# Entries taken from a collection
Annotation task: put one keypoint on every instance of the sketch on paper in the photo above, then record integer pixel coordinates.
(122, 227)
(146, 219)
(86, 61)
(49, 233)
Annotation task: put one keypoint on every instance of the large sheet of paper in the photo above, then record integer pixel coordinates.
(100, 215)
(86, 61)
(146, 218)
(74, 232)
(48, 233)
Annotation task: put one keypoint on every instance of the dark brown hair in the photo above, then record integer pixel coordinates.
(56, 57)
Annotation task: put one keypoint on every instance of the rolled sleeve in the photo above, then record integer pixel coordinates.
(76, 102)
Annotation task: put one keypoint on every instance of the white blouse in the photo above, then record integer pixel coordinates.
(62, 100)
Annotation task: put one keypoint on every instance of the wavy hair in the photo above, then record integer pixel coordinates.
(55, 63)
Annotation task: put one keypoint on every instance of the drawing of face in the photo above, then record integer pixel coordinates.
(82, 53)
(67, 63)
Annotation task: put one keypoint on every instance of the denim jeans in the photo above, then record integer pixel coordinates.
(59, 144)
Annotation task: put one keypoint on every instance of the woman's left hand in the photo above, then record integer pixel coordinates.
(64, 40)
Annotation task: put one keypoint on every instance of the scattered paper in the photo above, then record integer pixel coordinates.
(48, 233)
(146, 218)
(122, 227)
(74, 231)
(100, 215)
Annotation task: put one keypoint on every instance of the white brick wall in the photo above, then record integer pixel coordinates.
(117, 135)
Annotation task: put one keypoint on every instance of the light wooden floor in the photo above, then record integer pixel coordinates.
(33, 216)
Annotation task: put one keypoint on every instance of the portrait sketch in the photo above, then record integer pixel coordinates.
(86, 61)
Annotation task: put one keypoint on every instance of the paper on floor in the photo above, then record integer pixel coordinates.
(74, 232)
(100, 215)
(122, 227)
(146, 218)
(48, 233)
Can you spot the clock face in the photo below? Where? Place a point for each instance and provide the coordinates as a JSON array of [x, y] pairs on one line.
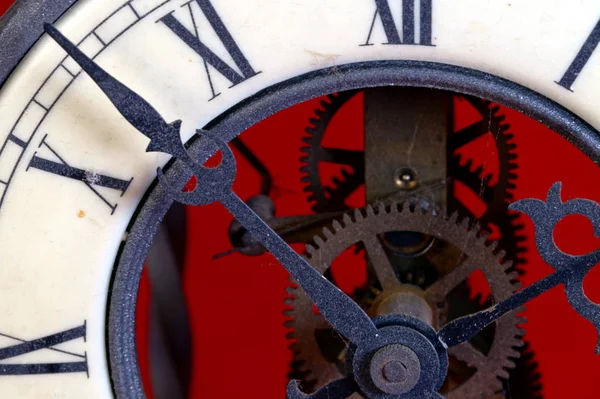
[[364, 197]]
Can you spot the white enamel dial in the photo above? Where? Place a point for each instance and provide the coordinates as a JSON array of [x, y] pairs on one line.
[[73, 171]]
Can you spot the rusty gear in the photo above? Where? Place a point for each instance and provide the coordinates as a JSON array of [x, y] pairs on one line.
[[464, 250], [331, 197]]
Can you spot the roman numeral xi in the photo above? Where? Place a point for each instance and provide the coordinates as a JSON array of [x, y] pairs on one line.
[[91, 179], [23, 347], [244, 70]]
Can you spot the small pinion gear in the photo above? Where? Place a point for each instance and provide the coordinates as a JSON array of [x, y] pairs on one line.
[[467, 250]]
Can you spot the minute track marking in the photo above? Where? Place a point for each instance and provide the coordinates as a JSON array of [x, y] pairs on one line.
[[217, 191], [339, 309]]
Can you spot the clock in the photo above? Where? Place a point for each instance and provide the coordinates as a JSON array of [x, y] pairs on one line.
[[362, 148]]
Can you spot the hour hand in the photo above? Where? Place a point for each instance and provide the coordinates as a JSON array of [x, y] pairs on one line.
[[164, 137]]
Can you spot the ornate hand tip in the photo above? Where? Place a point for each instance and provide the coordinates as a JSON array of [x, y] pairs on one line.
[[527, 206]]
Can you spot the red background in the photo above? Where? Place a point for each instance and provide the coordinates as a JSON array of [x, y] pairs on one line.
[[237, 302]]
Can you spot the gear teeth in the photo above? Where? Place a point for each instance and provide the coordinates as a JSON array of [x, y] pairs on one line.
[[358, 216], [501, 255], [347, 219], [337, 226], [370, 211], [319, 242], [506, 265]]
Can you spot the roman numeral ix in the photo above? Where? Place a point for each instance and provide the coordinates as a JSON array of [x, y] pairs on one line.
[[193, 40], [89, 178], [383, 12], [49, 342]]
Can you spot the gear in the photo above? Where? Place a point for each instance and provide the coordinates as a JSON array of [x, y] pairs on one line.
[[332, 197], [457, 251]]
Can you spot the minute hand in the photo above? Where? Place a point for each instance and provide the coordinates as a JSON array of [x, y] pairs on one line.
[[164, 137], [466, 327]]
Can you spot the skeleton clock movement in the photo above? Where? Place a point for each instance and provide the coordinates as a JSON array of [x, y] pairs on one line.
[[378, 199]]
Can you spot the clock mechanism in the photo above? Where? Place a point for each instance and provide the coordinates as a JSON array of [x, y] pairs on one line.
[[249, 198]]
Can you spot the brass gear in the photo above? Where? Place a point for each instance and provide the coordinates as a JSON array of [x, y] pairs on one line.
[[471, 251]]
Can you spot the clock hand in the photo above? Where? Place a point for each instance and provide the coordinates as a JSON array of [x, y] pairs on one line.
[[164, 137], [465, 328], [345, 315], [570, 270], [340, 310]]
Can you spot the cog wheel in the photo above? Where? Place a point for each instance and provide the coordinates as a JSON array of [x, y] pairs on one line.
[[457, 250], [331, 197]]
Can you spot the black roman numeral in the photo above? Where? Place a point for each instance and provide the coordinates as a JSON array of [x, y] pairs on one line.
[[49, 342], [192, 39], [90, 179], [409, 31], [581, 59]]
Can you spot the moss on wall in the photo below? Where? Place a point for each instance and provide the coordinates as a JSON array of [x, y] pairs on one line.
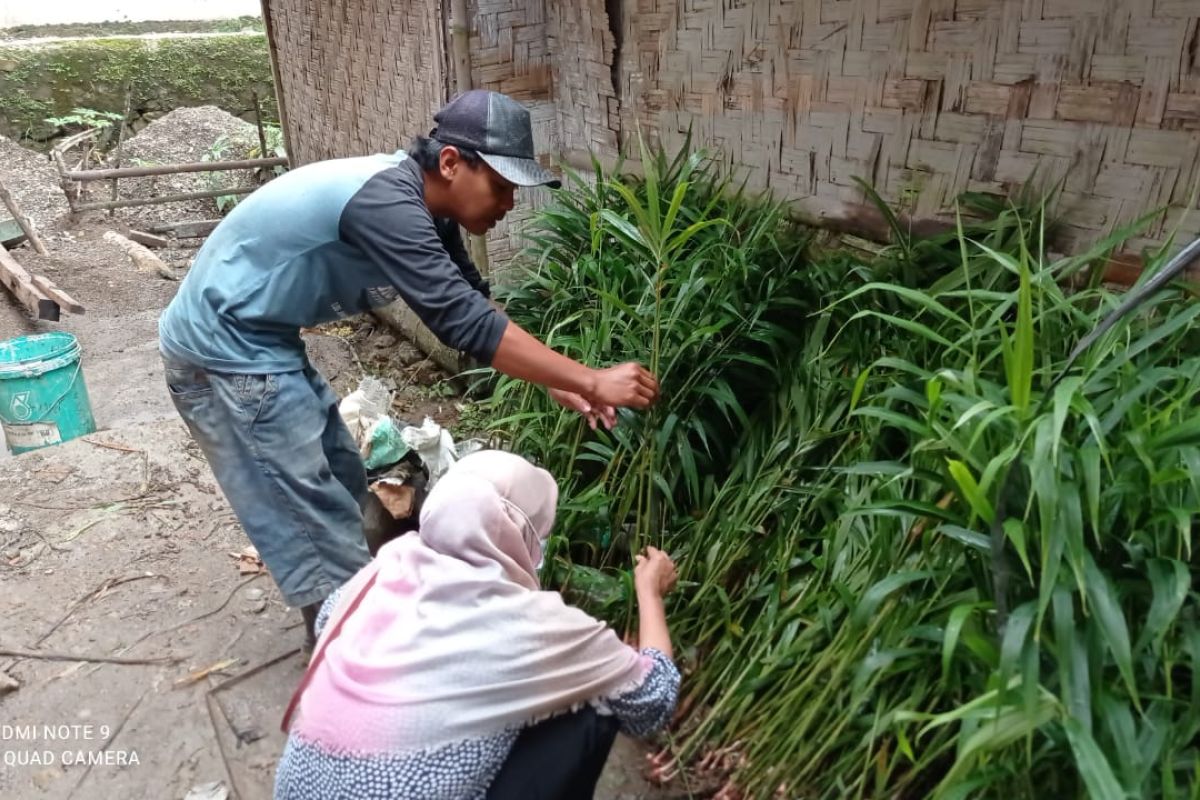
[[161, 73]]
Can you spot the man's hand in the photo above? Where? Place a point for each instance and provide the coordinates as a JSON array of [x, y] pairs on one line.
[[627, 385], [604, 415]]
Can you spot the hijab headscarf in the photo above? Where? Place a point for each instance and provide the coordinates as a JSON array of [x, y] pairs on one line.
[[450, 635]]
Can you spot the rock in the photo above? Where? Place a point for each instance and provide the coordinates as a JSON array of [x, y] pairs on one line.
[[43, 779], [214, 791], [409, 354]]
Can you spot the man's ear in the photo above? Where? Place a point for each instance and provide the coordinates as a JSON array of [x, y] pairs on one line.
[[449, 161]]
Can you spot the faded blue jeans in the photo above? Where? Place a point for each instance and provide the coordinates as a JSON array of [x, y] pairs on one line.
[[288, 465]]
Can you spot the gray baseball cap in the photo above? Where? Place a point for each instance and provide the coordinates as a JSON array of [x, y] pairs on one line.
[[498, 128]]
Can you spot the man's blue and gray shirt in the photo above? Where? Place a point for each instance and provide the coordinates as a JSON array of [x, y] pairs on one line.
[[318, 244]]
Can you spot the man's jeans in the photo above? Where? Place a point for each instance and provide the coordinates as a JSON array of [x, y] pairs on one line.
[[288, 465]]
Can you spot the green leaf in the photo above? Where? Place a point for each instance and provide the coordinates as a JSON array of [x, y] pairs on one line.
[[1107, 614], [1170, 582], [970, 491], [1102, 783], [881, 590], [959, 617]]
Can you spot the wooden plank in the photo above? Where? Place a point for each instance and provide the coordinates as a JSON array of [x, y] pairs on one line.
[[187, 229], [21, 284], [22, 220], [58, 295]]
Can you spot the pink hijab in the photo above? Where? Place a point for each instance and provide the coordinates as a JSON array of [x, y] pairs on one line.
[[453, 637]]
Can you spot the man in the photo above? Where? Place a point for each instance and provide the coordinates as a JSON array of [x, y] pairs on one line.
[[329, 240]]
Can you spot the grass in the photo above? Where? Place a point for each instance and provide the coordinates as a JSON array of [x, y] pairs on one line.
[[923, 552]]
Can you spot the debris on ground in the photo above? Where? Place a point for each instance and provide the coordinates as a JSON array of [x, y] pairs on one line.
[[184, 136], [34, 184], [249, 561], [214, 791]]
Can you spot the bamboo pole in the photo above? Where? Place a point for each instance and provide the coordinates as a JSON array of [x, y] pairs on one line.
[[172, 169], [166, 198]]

--

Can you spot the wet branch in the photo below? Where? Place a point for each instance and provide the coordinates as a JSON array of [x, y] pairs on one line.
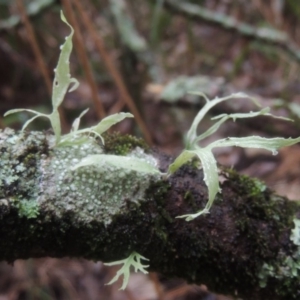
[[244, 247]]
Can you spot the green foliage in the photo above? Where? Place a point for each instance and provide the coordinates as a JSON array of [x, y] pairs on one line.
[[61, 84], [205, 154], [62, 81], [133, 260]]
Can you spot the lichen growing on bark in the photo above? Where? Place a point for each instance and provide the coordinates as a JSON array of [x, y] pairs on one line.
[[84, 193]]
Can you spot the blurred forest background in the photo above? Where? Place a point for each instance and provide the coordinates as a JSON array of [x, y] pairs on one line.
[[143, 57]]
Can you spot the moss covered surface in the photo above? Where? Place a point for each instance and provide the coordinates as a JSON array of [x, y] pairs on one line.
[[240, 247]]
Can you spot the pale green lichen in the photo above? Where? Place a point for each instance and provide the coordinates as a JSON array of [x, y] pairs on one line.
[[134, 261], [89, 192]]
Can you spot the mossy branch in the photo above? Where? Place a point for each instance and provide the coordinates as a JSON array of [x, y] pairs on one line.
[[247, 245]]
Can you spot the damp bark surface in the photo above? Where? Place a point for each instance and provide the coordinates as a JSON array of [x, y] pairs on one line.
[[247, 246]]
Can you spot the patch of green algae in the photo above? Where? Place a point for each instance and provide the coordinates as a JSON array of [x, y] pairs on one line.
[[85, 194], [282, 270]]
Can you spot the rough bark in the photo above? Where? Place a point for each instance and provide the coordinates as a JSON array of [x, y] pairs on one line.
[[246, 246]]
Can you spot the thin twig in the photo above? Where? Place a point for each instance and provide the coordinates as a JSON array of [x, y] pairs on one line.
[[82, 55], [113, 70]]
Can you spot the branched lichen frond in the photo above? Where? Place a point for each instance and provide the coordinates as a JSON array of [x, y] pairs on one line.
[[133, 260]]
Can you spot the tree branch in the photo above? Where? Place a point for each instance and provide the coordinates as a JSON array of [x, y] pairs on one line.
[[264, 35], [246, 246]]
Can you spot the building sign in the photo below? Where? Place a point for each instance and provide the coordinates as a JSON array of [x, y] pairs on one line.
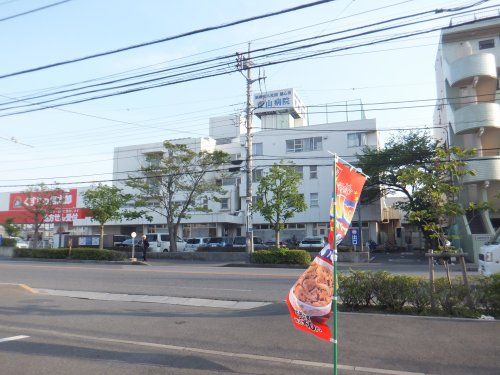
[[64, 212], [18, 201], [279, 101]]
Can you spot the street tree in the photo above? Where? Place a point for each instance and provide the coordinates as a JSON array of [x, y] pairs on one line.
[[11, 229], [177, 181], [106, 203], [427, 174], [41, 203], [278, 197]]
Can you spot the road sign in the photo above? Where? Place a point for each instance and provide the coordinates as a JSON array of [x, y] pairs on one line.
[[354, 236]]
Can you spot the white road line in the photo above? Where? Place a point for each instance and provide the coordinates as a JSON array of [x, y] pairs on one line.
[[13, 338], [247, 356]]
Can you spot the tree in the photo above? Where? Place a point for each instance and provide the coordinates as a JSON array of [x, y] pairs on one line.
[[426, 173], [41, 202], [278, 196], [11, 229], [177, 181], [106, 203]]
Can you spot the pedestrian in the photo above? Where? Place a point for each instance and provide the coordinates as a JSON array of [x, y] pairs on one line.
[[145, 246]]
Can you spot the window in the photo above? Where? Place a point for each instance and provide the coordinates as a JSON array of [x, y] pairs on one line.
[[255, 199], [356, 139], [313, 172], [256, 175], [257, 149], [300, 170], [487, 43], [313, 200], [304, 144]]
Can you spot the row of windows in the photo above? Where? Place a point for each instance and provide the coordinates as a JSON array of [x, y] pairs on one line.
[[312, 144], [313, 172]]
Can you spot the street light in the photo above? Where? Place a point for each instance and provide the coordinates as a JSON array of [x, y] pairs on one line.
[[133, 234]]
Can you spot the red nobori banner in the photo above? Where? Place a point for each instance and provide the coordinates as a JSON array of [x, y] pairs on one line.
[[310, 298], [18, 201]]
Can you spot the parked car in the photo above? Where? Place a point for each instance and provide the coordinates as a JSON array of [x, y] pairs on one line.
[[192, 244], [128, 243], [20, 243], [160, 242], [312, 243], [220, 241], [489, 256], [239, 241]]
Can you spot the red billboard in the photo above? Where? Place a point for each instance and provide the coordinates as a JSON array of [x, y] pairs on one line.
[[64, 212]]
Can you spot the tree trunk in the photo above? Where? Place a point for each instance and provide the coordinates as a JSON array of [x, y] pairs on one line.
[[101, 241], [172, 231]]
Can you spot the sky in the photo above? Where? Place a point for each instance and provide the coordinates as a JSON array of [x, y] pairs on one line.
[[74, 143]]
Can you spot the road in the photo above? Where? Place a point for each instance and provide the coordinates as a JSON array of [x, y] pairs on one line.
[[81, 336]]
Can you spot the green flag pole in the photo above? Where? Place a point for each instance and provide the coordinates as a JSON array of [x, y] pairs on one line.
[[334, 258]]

...

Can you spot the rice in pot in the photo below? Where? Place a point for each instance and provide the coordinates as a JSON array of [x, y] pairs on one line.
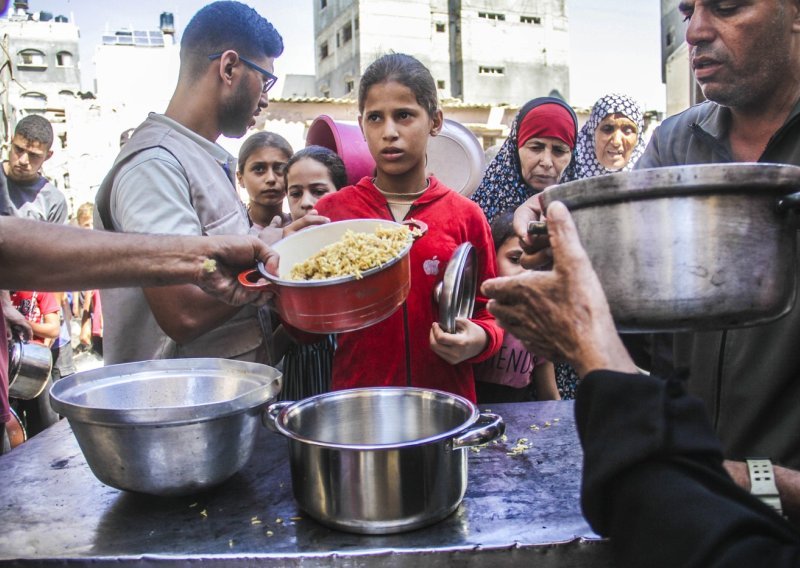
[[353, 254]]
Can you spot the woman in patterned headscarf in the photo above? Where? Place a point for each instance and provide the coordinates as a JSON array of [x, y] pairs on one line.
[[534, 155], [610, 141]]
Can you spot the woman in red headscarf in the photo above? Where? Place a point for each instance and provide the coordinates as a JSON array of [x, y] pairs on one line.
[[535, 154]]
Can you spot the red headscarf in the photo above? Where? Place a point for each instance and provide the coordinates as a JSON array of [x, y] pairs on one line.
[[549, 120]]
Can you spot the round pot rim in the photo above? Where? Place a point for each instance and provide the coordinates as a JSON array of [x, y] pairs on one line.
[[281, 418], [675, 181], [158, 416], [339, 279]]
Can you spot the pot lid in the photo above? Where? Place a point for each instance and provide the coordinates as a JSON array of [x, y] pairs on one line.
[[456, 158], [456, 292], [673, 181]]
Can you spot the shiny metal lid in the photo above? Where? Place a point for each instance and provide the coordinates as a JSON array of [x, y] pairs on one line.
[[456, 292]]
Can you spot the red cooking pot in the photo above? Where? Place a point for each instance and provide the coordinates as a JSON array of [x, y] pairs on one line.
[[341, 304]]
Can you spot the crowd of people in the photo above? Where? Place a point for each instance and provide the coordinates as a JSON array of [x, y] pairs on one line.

# Stated task
Rewrite everything from the line containing "Can you spot the patch" down to the line containing "[[82, 55], [113, 70]]", replacing "thin twig" with "slender twig" and leaving the rest unchanged.

# Exercise result
Can you spot the patch of green algae in the photo above? Where? Place a point for each instance and provide the coordinates as a JSON array of [x, y] pairs on one line.
[[85, 194], [282, 270]]
Can you spot the rough bark in the photo above? Where? Place a point for each instance and provide the coordinates as a JSON array of [x, y] pairs on one line.
[[246, 246]]
Can you spot the slender twig in the photo above? Where? Place a point for each instance and provide the coordinates as a JSON array of [x, y] pairs on one line.
[[82, 55], [113, 70]]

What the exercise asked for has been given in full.